§ **AUFGABENSTELLUNG**: Ermitteln Sie, in wie vielen Zeilen des Materials die Zeichenfolge „black“ vorkommt, wobei Groß- und Kleinschreibung zu beachten ist. Nennen Sie ausschließlich die Zahl.

——————————

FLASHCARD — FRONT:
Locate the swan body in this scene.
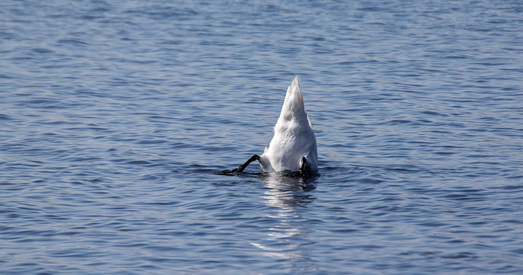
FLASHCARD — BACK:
[232,76,318,176]
[258,76,318,173]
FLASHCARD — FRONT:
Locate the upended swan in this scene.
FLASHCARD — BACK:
[231,76,318,176]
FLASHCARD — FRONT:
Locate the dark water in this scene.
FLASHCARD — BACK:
[0,0,523,274]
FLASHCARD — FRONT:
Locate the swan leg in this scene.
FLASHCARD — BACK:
[300,157,312,177]
[231,155,260,173]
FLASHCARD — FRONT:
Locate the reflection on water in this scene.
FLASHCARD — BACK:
[252,173,314,259]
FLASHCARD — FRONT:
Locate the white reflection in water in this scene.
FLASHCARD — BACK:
[252,173,314,259]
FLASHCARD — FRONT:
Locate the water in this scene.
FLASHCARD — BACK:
[0,0,523,274]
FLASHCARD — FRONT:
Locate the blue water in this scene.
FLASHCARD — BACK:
[0,0,523,274]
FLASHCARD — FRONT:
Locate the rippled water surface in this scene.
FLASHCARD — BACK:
[0,0,523,274]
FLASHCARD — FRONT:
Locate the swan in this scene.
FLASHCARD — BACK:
[231,76,318,176]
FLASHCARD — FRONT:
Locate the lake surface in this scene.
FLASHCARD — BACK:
[0,0,523,274]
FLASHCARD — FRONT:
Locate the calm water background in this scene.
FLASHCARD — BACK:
[0,0,523,274]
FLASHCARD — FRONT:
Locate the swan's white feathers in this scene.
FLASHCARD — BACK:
[259,76,318,173]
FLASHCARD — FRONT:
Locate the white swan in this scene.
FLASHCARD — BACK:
[232,76,318,176]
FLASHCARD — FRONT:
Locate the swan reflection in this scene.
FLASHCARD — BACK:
[252,173,314,259]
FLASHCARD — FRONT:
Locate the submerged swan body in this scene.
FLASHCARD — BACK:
[232,76,318,175]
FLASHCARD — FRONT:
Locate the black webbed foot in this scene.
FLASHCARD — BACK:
[300,157,314,177]
[231,155,260,173]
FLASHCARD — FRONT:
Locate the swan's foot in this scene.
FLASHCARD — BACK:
[300,157,314,177]
[231,155,260,173]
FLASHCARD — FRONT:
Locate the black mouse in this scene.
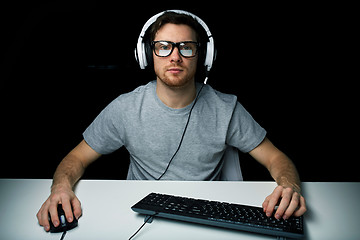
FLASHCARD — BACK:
[49,204,78,233]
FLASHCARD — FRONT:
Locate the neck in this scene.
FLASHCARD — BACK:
[156,79,196,109]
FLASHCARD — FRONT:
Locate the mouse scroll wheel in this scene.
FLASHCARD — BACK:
[60,215,66,227]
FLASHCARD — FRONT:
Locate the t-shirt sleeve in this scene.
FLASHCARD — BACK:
[226,102,266,153]
[83,100,124,154]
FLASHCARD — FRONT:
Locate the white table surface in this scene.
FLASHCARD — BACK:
[0,179,360,240]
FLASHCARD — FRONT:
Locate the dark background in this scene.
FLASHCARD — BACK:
[0,0,360,181]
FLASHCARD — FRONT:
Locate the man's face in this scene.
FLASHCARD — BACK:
[153,23,198,88]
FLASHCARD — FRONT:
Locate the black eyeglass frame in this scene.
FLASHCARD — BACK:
[151,40,200,58]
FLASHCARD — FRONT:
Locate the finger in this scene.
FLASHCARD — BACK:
[36,201,50,231]
[262,197,269,212]
[71,197,82,219]
[275,188,293,219]
[62,200,74,222]
[266,186,283,217]
[294,196,307,217]
[283,192,300,219]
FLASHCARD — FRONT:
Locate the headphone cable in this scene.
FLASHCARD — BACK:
[156,80,208,180]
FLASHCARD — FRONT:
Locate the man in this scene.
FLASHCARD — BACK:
[37,12,306,231]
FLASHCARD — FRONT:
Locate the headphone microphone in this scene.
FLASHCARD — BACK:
[135,10,216,84]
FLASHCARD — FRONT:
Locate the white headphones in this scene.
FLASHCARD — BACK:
[135,10,216,72]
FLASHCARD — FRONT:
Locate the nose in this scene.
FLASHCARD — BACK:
[170,47,182,62]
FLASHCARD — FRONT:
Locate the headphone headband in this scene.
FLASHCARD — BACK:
[135,10,216,72]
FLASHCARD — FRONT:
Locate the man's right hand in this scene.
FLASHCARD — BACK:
[36,186,82,231]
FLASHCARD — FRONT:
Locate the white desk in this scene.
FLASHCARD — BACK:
[0,179,360,240]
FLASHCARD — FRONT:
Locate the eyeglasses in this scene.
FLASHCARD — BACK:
[151,41,200,58]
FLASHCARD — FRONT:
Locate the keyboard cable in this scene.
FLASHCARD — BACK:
[129,213,157,240]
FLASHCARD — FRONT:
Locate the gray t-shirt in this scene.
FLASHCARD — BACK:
[83,81,266,180]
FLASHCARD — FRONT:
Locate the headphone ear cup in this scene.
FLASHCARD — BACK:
[204,42,215,68]
[144,40,154,66]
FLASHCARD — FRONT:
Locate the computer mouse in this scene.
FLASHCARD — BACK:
[49,204,78,233]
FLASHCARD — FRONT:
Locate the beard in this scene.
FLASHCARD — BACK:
[155,66,196,88]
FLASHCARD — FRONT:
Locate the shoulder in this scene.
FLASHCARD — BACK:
[108,82,156,110]
[203,85,237,109]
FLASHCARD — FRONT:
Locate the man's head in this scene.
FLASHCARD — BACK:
[149,12,203,87]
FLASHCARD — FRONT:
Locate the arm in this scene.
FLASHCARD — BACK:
[250,138,306,219]
[37,140,101,231]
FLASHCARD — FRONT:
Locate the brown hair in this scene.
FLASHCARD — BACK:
[149,12,205,42]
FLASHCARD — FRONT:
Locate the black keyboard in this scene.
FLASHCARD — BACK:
[131,193,304,239]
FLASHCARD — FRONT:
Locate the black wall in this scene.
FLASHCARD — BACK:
[0,0,360,181]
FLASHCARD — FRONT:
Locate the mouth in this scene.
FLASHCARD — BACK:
[167,68,184,74]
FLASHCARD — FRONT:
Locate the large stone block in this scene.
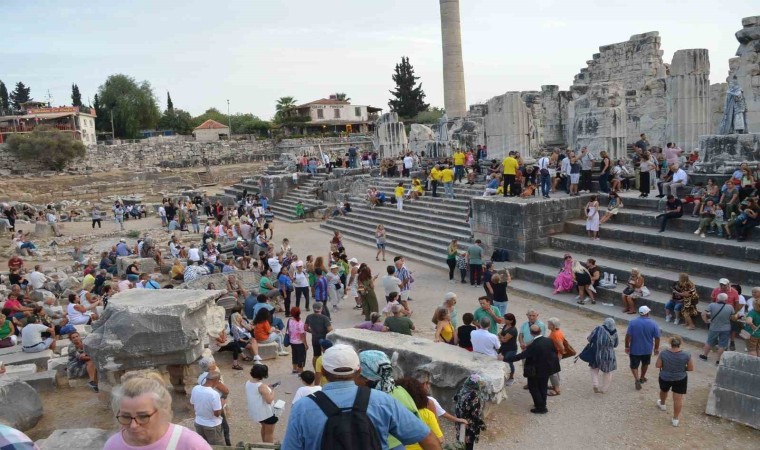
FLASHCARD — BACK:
[705,352,760,429]
[328,328,507,409]
[84,289,224,370]
[0,377,42,431]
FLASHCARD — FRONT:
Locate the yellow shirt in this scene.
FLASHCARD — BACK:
[406,408,443,450]
[501,156,520,175]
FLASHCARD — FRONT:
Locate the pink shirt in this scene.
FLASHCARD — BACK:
[288,319,304,344]
[103,424,211,450]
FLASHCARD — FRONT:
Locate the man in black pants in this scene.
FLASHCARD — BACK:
[504,325,561,414]
[657,195,683,233]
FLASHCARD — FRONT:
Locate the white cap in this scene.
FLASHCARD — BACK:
[322,344,359,375]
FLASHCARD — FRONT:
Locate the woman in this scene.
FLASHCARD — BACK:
[552,254,574,295]
[285,306,309,373]
[103,372,211,450]
[253,308,290,356]
[599,191,623,223]
[586,317,619,394]
[665,273,699,330]
[573,261,596,305]
[586,195,599,241]
[623,268,645,314]
[491,271,512,316]
[354,312,385,331]
[358,265,380,320]
[433,306,457,345]
[375,223,385,261]
[655,336,694,427]
[639,152,656,198]
[446,239,459,284]
[245,364,279,443]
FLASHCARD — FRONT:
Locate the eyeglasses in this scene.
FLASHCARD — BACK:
[116,410,158,426]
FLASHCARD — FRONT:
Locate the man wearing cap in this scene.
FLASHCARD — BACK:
[625,305,660,391]
[710,278,739,311]
[282,344,441,450]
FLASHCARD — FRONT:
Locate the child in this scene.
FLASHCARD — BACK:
[293,370,322,405]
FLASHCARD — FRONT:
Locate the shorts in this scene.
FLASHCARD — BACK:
[659,377,689,394]
[259,416,280,425]
[628,355,652,369]
[706,331,731,349]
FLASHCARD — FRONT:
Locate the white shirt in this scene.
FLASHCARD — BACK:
[470,329,500,357]
[293,386,322,405]
[190,385,222,427]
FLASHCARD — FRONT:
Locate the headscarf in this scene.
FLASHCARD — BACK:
[359,350,396,394]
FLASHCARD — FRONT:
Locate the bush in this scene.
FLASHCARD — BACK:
[8,125,86,170]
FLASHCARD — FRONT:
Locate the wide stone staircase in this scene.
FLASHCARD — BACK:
[509,194,760,342]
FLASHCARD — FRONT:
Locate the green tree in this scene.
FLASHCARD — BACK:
[71,84,83,106]
[8,125,86,170]
[10,81,33,110]
[0,81,11,115]
[388,56,430,119]
[98,74,161,139]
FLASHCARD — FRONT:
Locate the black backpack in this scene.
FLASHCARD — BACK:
[309,387,382,450]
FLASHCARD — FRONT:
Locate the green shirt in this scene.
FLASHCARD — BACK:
[473,308,499,334]
[383,316,414,336]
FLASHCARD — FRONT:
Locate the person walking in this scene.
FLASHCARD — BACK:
[505,325,562,414]
[586,317,619,394]
[655,336,694,427]
[625,305,660,391]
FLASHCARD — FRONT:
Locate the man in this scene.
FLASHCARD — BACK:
[538,153,551,198]
[282,344,441,450]
[699,292,735,364]
[304,302,333,369]
[383,305,416,336]
[625,305,660,391]
[505,325,561,414]
[470,317,501,358]
[473,296,504,336]
[656,195,683,233]
[501,152,520,197]
[190,371,224,445]
[467,239,483,287]
[578,147,596,192]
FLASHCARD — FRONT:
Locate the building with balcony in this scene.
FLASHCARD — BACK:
[0,104,97,145]
[282,95,382,134]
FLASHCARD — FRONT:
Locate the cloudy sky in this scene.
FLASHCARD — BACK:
[0,0,760,119]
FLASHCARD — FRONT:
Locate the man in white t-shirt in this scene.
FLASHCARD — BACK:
[190,372,224,445]
[470,317,501,358]
[21,319,55,353]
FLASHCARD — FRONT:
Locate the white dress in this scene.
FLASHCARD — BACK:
[586,203,599,231]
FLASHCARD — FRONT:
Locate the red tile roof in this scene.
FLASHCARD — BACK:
[195,119,228,130]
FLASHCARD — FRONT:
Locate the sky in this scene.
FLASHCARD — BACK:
[0,0,760,120]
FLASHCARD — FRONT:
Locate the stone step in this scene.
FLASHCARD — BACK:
[549,232,760,286]
[565,218,760,262]
[509,279,707,352]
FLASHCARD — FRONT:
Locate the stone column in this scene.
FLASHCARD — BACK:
[440,0,467,119]
[665,48,711,152]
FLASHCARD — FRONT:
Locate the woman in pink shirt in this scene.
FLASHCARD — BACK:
[103,372,211,450]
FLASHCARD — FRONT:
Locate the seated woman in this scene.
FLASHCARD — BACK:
[253,308,290,356]
[553,254,574,295]
[66,331,98,392]
[599,191,623,223]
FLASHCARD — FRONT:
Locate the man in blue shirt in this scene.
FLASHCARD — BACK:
[625,305,660,391]
[282,344,441,450]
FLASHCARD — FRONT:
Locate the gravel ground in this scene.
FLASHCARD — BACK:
[20,219,758,449]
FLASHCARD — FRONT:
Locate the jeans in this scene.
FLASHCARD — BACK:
[541,173,552,197]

——————————

§ **LÖSUNG**: 7